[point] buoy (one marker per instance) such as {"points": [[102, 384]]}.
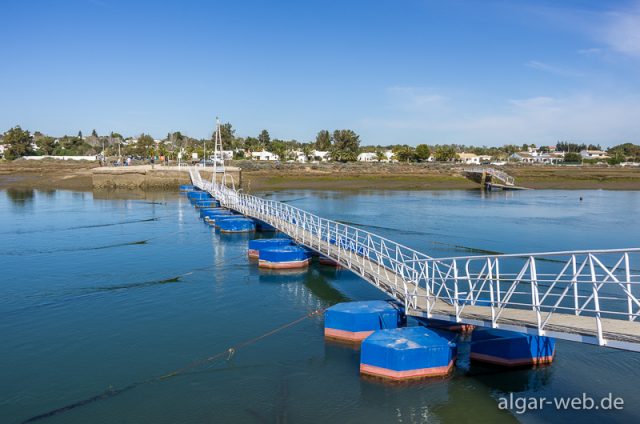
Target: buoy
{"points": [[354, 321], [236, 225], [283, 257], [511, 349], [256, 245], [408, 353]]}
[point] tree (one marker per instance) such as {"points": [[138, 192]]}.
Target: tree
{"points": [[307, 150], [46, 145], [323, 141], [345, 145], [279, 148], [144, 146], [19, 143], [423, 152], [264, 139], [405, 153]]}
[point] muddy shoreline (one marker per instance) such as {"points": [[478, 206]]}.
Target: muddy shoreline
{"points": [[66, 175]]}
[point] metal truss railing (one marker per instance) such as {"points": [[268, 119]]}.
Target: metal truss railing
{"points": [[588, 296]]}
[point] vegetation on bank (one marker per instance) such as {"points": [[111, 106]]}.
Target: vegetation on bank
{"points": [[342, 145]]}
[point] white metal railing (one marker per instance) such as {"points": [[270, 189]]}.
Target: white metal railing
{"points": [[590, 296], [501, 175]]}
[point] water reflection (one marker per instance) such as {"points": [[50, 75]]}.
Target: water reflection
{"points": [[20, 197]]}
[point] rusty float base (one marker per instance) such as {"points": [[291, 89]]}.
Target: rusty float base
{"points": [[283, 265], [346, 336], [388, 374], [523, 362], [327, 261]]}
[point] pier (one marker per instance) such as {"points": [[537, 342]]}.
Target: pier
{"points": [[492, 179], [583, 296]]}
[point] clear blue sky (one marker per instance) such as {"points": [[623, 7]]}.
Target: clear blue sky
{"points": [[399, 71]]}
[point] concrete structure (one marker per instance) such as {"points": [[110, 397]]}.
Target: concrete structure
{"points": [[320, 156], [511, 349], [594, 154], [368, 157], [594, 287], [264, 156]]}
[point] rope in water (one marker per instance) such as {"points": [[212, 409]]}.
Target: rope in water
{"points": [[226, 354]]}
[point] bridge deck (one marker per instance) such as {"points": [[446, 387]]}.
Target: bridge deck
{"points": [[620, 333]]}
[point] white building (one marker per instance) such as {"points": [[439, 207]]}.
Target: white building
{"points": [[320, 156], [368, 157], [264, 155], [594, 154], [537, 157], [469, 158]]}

***

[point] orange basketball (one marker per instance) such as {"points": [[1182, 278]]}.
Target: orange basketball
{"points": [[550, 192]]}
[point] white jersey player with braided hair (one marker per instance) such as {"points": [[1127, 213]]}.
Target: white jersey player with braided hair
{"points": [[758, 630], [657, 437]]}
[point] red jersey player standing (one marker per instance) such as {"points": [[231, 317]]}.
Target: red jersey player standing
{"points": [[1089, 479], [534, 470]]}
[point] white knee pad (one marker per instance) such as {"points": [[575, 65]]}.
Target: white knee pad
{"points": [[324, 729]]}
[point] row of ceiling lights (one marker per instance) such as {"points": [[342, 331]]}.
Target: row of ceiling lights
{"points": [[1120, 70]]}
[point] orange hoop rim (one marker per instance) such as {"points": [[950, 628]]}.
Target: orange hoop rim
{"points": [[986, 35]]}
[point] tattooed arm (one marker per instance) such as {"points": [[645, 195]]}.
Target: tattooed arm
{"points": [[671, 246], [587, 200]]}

***

> **WHAT THE TASK ASKS**
Count how many lines of the records contain the string "with". Give only that number.

> **PROBLEM SOLUTION**
2